STATED GOAL 1: Which musicians and bands does the recollection quoted in the passage about Arthur J. and The Gold Cups say were mentioned in the bulletin at The Masque?
★ ★ ★ ★ ★
The Legend of Arthur J. and The Gold Cups

Describing a punk band from the deep, dark past has always been hard work but when there's precious little documentation on the band then it's well near impossible. I played in a first wave Hollywood punk band (1977-1978) called Arthur J. and The Gold Cups and although we played with every huge band of the era (Avengers, X, Germs, etc.) we never recorded, so there's almost nothing to go by, but that's never stopped me before.

Arthur J. and The Gold Cups was named after two Hollywood coffee shops that catered to gays; Arthur J.'s was on the corner of Santa Monica and Highland - it's now a strip mall. The Gold Cup was on the corner of Hollywood and Las Palmas and it's now a trendy tourist trap tattoo parlor. Both establishments provided late night hustlers and Quaaludes.

One block away from the The Gold Cup was a tiny alley off Cherokee Avenue with a huge steel doorway that took you down to a basement that held several rehearsal rooms; a long, cavernous room with a stage; and tons more space for anyone to do whatever they liked. This was The Masque, leased and operated by Brendan Mullen, founder and drummer of Arthur J. and The Gold Cups.

In Charles Martin Sharp's brilliant book on the Los Angeles avant garde music scene, "Improvisation, Identity and Tradition: Experimental Music Communities in Los Angeles", he described The Gold Cups as "attracting and bringing together people who were already interested in experimental aesthetics by merely advertising for members at The Masque".

In Mullen's book "We Got The Neutron Bomb" I am quoted as saying, "When I saw the bulletin at The Masque for Arthur J. and The Gold Cups, everything that was listed in that ad was right up my alley. I said 'this is the band of my dreams' cause it mentioned Ornette Coleman, Sun Ra, James Brown, The Soft Machine, T. Rex, The NY Dolls, and The Sex Pistols all in the same band. I couldn't believe it. This in some bombed-out punk basement? A pretty sick concept. Then I found out it was Brendan and Spazz (Attack, Gold Cups vocalist) and Geza (X, Gold Cups guitarist) and a bunch of other people who worked at The Masque who jammed there all the time for fun, so I rushed home to get my horn".
★ ★ ★ ★ ★
STATED GOAL 2: Rewrite the lines of the listing between the line holding "Mark the wooden" and the line holding "point(458, 74)", inclusive, as a numbered list, leaving out any blank lines.
★ ★ ★ ★ ★
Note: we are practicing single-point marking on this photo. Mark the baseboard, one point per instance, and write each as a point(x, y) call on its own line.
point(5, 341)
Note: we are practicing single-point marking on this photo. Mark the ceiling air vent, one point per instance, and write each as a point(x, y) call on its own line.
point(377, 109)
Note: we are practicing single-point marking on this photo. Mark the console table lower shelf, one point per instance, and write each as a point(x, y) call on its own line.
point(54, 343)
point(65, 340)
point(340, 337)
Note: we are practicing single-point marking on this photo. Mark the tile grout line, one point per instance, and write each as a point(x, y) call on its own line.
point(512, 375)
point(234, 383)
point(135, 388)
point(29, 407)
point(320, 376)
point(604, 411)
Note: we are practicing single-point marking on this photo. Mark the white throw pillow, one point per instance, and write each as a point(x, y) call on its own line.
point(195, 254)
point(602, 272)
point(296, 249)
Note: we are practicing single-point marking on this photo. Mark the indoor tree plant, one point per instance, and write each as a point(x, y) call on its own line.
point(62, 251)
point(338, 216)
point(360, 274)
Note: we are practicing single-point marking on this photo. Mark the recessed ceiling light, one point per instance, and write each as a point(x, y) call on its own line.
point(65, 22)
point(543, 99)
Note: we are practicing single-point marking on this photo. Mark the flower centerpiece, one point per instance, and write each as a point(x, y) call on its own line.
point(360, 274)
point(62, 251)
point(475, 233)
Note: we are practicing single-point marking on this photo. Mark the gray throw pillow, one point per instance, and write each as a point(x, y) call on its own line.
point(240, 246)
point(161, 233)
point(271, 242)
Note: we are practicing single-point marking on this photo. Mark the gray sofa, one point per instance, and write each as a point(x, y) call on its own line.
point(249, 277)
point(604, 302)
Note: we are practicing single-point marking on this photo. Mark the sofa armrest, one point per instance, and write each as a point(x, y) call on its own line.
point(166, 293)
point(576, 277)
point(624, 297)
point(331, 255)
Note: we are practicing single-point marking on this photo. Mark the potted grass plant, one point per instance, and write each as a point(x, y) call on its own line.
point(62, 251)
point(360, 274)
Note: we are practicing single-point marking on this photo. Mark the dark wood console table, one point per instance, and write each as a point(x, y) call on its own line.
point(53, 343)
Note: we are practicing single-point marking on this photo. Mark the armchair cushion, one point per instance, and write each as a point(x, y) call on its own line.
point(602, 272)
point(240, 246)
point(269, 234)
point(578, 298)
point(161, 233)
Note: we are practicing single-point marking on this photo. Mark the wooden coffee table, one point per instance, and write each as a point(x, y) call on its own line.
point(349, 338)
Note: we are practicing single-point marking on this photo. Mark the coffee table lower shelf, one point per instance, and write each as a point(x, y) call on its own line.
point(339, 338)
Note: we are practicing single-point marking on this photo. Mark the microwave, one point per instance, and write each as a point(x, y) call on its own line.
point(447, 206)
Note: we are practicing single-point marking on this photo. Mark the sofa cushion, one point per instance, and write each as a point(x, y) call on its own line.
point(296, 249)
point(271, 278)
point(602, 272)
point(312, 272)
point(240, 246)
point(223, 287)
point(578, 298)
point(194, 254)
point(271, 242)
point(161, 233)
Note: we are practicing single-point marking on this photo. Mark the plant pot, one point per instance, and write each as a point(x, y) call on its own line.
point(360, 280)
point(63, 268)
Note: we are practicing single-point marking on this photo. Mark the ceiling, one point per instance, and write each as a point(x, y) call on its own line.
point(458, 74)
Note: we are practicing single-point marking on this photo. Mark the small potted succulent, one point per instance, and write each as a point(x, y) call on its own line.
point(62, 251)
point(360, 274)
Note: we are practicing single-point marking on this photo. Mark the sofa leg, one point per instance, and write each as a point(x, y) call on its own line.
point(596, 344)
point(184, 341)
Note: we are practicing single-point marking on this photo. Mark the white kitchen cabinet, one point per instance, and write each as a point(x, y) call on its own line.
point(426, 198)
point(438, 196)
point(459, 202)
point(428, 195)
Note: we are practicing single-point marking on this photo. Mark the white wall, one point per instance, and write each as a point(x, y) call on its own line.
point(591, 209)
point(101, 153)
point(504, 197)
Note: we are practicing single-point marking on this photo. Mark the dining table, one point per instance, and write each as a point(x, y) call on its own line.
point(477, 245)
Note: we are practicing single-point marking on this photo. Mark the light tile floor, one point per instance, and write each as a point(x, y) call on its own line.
★ ★ ★ ★ ★
WRITTEN REPLY 1:
1. Ornette Coleman
2. Sun Ra
3. James Brown
4. The Soft Machine
5. T. Rex
6. The NY Dolls
7. The Sex Pistols

WRITTEN REPLY 2:
1. Note: we are practicing single-point marking on this photo. Mark the wooden coffee table, one point per instance, and write each as a point(x, y) call on its own line.
2. point(349, 338)
3. Note: we are practicing single-point marking on this photo. Mark the coffee table lower shelf, one point per instance, and write each as a point(x, y) call on its own line.
4. point(339, 338)
5. Note: we are practicing single-point marking on this photo. Mark the microwave, one point per instance, and write each as a point(x, y) call on its own line.
6. point(447, 206)
7. Note: we are practicing single-point marking on this photo. Mark the sofa cushion, one point per instance, and write each as a point(x, y) call on its own line.
8. point(296, 249)
9. point(271, 278)
10. point(602, 272)
11. point(312, 272)
12. point(240, 246)
13. point(223, 287)
14. point(578, 298)
15. point(194, 254)
16. point(271, 242)
17. point(161, 233)
18. Note: we are practicing single-point marking on this photo. Mark the plant pot, one point per instance, and write each as a point(x, y) call on its own line.
19. point(360, 280)
20. point(63, 268)
21. Note: we are practicing single-point marking on this photo. Mark the ceiling, one point per instance, and write each as a point(x, y) call on its own line.
22. point(458, 74)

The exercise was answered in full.